- **WHAT TO DO**: Can you write the next part of the Hibbertia leucocrossa article, starting right after its last sentence?

- **DOCUMENT SEGMENT**:
----

Species of flowering plant

Hibbertia leucocrossa is a species of flowering plant in the family Dilleniaceae and is endemic to the south-west of Western Australia. It is a spreading to more or less erect shrub with narrow egg-shaped leaves and yellow flowers, with 15 to 21 stamens arranged in bundles around the three carpels.

==Description==
Hibbertia leucocrossa is a spreading to more or less erect shrub that typically grows to a height of up to 30 cm with papery bark and dense hairs on the younger stems. The leaves are narrow egg-shaped with the narrower end towards the base, 20–30 mm long and 2–3 mm wide and sessile with a fringe of white hairs at the base of the older leaves. The flowers are arranged singly on the ends of branchlets and short side shoots and are more or less sessile. There are triangular bracts 3–4 mm long at the base of the flower. The five sepals are 8–9 mm long and joined at the base, and the five petals are yellow, egg-shaped with the narrower end towards the base and 10–12 mm long with a notch at the tip. There are 15 to 21 stamens arranged in five bundles around the three glabrous carpels that each contain a single ovule.

----

- **EXTRACTED MATERIAL**:
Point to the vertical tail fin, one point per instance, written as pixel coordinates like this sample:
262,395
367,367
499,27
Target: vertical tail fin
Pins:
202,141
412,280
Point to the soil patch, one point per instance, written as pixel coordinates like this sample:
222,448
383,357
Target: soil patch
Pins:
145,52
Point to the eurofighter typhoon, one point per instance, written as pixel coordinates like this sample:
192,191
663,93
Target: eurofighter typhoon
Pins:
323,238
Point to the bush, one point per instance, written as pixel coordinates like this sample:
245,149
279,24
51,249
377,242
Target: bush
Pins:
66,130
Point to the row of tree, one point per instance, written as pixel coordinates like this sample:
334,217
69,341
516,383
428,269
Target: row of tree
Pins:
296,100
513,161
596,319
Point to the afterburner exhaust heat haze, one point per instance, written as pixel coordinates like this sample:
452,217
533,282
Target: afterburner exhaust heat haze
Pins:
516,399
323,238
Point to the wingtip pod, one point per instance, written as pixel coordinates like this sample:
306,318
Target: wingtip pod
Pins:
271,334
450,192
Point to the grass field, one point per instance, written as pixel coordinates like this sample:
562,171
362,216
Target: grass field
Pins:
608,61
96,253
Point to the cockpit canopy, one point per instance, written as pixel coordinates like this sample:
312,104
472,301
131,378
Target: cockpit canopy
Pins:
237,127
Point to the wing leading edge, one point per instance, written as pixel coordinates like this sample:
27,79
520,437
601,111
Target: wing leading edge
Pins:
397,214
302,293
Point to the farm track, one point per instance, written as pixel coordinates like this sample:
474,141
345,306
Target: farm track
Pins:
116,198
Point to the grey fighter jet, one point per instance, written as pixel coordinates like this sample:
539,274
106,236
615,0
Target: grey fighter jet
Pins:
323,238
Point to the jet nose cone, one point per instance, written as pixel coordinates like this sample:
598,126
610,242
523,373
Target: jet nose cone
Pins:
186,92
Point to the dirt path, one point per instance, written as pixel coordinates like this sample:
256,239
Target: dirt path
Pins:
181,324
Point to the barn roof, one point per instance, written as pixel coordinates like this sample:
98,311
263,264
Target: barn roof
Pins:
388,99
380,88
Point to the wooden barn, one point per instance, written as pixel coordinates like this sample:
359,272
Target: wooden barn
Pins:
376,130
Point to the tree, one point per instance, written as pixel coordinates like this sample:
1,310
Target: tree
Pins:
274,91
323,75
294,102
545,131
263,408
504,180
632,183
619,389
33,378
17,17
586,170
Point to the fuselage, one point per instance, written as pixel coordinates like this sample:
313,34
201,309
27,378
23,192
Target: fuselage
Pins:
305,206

----

- **RESPONSE TO THIS TASK**:
==Taxonomy==
Hibbertia leucocrossa was first formally described in 2009 Kevin Thiele in the journal Nuytsia from specimens he collected at Warradarge in 2008. The specific epithet (leucocrossa) means "white fringed".

==Distribution and habitat==
This hibbertia grows in low woodland and heath near Warradarge, on the Gairdner Range and near Green Head in the Geraldton Sandplains biogeographic region of south-western Western Australia.

==Conservation status==
Hibbertia leptopus is classified as "not threatened" by the Western Australian Government Department of Parks and Wildlife.